[[ TEXT PASSAGE, beginning ]]

Next is the slide. Since it corresponds to a single slide in PowerPoint, the number of SlidePart class instances equals the number of pages.

The diagram above extracts only the classes that become important when implementing the following features:

  • Placing text boxes
  • Inserting images
  • Inserting tables

Basically, all objects placed within a slide seem to hang under ShapeTree.
The most frequently used text box corresponds to Shape under ShapeTree in this diagram.
Picture represents images, and GraphicFrame represents tables.

ImagePart and HyperlinkRelationship, which hang under SlidePart, are not under ShapeTree. This is meaningful because, in OpenXML, images and hyperlinks have their actual substance embedded separately from the drawing objects. When used, the substance’s ID is referenced to paste the image, etc.
Therefore, if the same image file is used in multiple places, there will be multiple Pictures referencing a single ImagePart.
However, since these are all under SlidePart, it seems necessary to add another ImagePart when adding an image to a different sheet (can references span across sheets…?).

Shape

Next is Shape. Although I only used text boxes this time, judging by the name, I assume other shapes are handled in this part as well.

The features I wanted to achieve with the text box this time are as follows:

  • Place text at an arbitrary position
  • Allow setting bullet points
  • Allow specifying fonts
  • Allow specifying Bold, Italic, Underline, Strikethrough for fonts
  • Allow specifying font color
  • Allow changing font settings for only arbitrary strings within the text box
  • Allow setting hyperlinks

Position and size are handled by Transform2D. There’s a very similar class called Transform, which seems to be used for tables that appear later.
The text settings themselves are done under TextBody.
ParagraphProperties handle horizontal alignment (Left, Center, Right) and bullet point settings. For regular bullet points, BulletFont and CharacterBullet are used. For numbered incrementing bullet points, BulletFont and AutoNumberedBullet are used. If no bullet points are needed, NoBullet is set.

Settings for the text within the text box are done using Run. By creating multiple Runs, you can mix strings with different font settings within a single text box.

Hyperlinks can be set on RunProperties. When used, the ID of the pre-embedded HyperlinkRelationship is specified in HyperlinkOnClick’s Id.

The background color of the text box and the foreground color of the font can be specified with SolidFill, allowing specification by predefined colors or RGB values. (Gradients might be represented by a different class than SolidFill).

[[ TEXT PASSAGE, end ]]
[[ PROVIDED RECORDS, beginning ]]

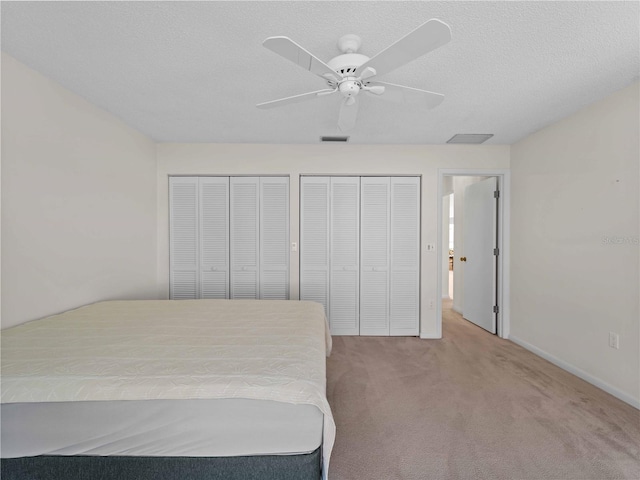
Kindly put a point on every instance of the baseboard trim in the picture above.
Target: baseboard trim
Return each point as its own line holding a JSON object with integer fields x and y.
{"x": 430, "y": 337}
{"x": 634, "y": 402}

[[ PROVIDED RECORDS, end ]]

> TASK LIST:
[A] Write out, word for word, the portion of the OpenXML slide text from "ImagePart and HyperlinkRelationship, which" up to and including "part as well.".
[B] Carry on the OpenXML slide text with the next part, beginning after its final sentence.

> EXERCISE RESPONSES:
[A]
ImagePart and HyperlinkRelationship, which hang under SlidePart, are not under ShapeTree. This is meaningful because, in OpenXML, images and hyperlinks have their actual substance embedded separately from the drawing objects. When used, the substance’s ID is referenced to paste the image, etc.
Therefore, if the same image file is used in multiple places, there will be multiple Pictures referencing a single ImagePart.
However, since these are all under SlidePart, it seems necessary to add another ImagePart when adding an image to a different sheet (can references span across sheets…?).

Shape

Next is Shape. Although I only used text boxes this time, judging by the name, I assume other shapes are handled in this part as well.

[B]
Image

Next is images. An ImagePart object needs to be created beforehand. Since a Stream can be specified for the ImagePart object, you can read an image file using System.IO.FileStream and then create the object directly.

Similar to text boxes, position and size are specified using Transform2D. The image itself is specified by setting the Embed property of Blip to the ID of the pre-created ImagePart. If necessary, the stretching method can be specified in Stretch. (I didn’t use this, so I haven’t investigated it in detail).

Table

Finally, tables. It’s long, but some parts are the same as text boxes, so there aren’t that many new objects.

Position and size are handled by the Transform object (not Transform2D). Whether there’s a title row or not can be set in TableProperties.

To actually create the table, first add GridColumns to TableGrid for the number of columns. The column width can also be specified at this time. Next, add TableRows to Table for the number of rows. The row height can be specified in TableRow. Table cells are implemented by adding TableCells to TableRow. The content of TableCell is almost the same as TextBody and below from the text box section.

Afterword

This time, I wrote about what I learned regarding how to create PowerPoint files using the OpenXML SDK. Although I haven’t tried adding animations or various shapes, which weren’t covered this time, I believe it can be done similarly by analyzing with the Open XML SDK Productivity Tool. This tool is truly convenient.

Please refer to this if you want to add PowerPoint file output functionality to your C# application.